SUPPLIED TEXT |
□ □ □ □ □
Evie Wyld is the author of the new novel All the Birds, Singing. She also has written After the Fire, A Still Small Voice. She grew up in Australia and London, and lives in London, where she runs the Review bookshop.
Q: How
did you come up with your main character, Jake?
A: Jake
emerged as I wrote the book - she took on quite a few different personalities,
but as I discovered what had gone on in her life previous to us meeting her on
the island, she sort of filled out and became the person she is now.
The two
strands of the novel are in that way like a conversation with each other, the
events in her life explaining her personality and her personality explaining to
some degree the events in her life.
I was
very clear that I didn’t want her to be there to aid a romantic storyline.
Often female characters tend to be there in order to fall in love or to be
fallen in love with. She’s got other stuff going on like the rest of us, and
that was important to me. Also her anger - being one of the things that women
are not allowed to experience, I wanted to explore her anger.
□ □ □ □ □
DATASET SECTION |
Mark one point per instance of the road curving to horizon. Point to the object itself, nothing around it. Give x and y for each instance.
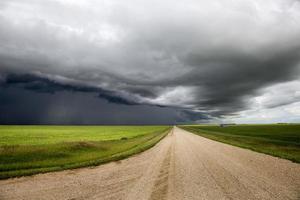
(181, 166)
□ □ □ □ □
GOAL | Which proper names appear in the interview text above? List each one once.

SOLUTION FOR THIS EXERCISE | Evie Wyld, All the Birds, Singing, After the Fire, A Still Small Voice, Australia, London, the Review bookshop, Jake